Count the lines in the entries below that contain the word "every" with matching case, and give only that number.

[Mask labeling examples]
>>>>>

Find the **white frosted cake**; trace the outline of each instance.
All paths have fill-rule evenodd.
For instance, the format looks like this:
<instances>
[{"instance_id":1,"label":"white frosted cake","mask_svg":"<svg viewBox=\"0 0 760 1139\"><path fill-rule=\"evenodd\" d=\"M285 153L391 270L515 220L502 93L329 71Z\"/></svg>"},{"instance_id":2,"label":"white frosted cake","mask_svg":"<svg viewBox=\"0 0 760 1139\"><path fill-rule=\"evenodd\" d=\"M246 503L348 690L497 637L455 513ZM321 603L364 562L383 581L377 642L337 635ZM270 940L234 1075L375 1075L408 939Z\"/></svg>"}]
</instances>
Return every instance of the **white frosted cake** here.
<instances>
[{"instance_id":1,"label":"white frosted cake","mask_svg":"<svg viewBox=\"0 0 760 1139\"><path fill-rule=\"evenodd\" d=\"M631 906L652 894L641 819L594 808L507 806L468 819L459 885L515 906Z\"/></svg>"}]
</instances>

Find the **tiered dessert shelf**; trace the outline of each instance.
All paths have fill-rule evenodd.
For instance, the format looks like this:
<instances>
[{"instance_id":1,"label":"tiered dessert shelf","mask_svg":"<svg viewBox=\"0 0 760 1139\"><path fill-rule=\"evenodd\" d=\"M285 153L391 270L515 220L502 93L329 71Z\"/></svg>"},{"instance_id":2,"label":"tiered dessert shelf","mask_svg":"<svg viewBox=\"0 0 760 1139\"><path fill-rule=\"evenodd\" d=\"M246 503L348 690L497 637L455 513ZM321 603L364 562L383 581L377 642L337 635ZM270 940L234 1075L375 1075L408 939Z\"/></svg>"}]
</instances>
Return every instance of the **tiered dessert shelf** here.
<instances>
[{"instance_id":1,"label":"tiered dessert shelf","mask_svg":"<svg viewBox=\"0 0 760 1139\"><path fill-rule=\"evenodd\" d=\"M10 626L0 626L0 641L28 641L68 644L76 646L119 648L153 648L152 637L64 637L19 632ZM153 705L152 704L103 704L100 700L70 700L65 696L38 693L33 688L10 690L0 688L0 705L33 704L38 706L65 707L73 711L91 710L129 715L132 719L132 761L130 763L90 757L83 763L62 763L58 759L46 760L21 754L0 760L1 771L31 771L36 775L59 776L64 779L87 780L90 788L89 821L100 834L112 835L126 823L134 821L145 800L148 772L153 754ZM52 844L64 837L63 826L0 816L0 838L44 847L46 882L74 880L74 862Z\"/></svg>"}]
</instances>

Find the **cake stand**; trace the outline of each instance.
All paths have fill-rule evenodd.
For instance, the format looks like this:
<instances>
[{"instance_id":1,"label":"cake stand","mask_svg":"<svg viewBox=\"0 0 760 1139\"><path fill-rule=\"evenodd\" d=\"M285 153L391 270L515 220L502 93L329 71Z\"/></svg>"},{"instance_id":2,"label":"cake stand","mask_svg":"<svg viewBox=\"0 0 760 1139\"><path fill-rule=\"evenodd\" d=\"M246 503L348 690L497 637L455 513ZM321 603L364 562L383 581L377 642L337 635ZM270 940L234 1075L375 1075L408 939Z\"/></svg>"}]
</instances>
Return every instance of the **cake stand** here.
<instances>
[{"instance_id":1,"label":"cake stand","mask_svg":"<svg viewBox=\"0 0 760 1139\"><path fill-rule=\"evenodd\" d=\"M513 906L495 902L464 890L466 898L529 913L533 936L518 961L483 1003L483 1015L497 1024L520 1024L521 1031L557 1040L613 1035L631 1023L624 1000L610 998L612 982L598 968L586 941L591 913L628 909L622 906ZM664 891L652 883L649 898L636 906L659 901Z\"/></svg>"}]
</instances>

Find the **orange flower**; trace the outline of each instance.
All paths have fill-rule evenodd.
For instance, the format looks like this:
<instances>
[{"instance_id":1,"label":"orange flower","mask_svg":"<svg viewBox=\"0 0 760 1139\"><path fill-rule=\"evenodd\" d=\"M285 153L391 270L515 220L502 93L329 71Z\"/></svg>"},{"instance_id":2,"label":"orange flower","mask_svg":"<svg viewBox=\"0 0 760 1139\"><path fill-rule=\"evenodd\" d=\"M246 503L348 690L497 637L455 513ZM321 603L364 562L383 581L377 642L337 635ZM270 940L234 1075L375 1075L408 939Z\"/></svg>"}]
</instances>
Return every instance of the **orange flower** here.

<<<<<

ANSWER FOR THE TASK
4